Convert all of the records below into a numbered list, one line per item, with blank lines dropped and the pictures left out.
-- -- --
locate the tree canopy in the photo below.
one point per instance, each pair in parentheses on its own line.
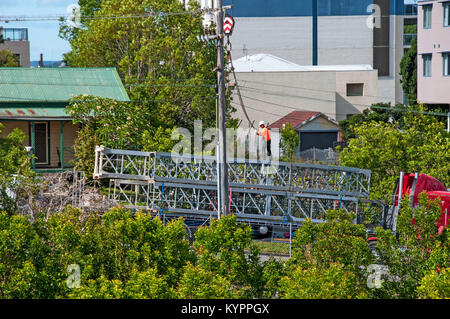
(155,49)
(419,143)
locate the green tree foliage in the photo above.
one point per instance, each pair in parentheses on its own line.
(198,283)
(289,142)
(124,255)
(408,71)
(417,257)
(331,255)
(119,255)
(16,176)
(314,282)
(166,70)
(7,59)
(435,285)
(387,150)
(380,112)
(227,249)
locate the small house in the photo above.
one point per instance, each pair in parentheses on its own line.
(315,129)
(35,100)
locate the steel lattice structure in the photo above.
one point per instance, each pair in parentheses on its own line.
(260,193)
(291,177)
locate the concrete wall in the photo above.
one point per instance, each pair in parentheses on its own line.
-- -- --
*FINAL RESULT*
1. locate the tree canopy in the photo below.
2. one point per instance, each pair in parentheses on its own line.
3. (155,49)
4. (419,143)
5. locate the green tree foliage in the photo above.
6. one point per instance, each pair in parentheses on its own line.
7. (198,283)
8. (289,142)
9. (124,255)
10. (408,71)
11. (417,257)
12. (331,255)
13. (119,255)
14. (16,176)
15. (314,282)
16. (166,70)
17. (7,59)
18. (435,285)
19. (387,150)
20. (380,112)
21. (227,249)
22. locate the small house in the photo above.
23. one point per instance, each pair in parentheses on its own line.
24. (315,129)
25. (35,100)
26. locate the steel lattice structure in the photo above.
27. one point per instance, each pair in parentheses on its own line.
28. (260,193)
29. (291,177)
30. locate the concrete wall in the photo above.
31. one point per instance, each pair in parentheses on its own line.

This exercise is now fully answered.